(ABOUT THIS EXERCISE)
In the data that follows, find the line containing "Where can you spot the wooden board"; then quote that line and every line after it, exactly, through the last one.

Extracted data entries
..............................

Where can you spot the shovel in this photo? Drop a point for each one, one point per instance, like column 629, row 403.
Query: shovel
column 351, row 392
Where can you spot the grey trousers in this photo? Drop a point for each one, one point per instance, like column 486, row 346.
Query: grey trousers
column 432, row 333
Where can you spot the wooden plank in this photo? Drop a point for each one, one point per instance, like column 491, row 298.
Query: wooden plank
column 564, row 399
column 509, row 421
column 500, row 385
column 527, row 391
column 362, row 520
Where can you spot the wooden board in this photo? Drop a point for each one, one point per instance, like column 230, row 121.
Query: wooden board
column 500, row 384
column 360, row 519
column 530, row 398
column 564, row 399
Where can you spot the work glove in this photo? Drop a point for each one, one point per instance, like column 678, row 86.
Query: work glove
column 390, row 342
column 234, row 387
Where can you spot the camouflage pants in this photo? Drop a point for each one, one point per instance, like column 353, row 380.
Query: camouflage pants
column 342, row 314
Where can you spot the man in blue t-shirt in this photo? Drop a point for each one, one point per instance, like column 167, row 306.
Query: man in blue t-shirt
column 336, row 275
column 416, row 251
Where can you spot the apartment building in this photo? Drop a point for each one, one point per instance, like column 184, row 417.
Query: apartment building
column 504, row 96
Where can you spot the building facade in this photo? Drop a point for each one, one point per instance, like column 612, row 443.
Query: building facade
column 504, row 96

..............................

(TASK ANSWER)
Where can you spot the wooden board in this photo? Drop a point for each one, one point per instance, like column 230, row 121.
Query: wooden board
column 500, row 384
column 360, row 519
column 530, row 398
column 564, row 399
Where can you spot the work glove in this photo? Drop a point for each one, one point per instance, like column 678, row 86.
Query: work glove
column 390, row 342
column 234, row 387
Where can you spot the camouflage pants in this photo? Drop a point for each one, one point per instance, like column 353, row 380.
Query: camouflage pants
column 342, row 314
Where can you spot the man in blue t-shirt in this photo? Drop a point for each one, one point per instance, like column 167, row 306.
Query: man in blue t-shirt
column 336, row 275
column 416, row 251
Where can you spot the apartment building in this photo? Drop a point for each one, one point per instance, like column 184, row 417.
Query: apartment building
column 504, row 96
Where can you spot the building facade in this photo? Drop a point for each one, one point per instance, like column 612, row 443.
Query: building facade
column 504, row 96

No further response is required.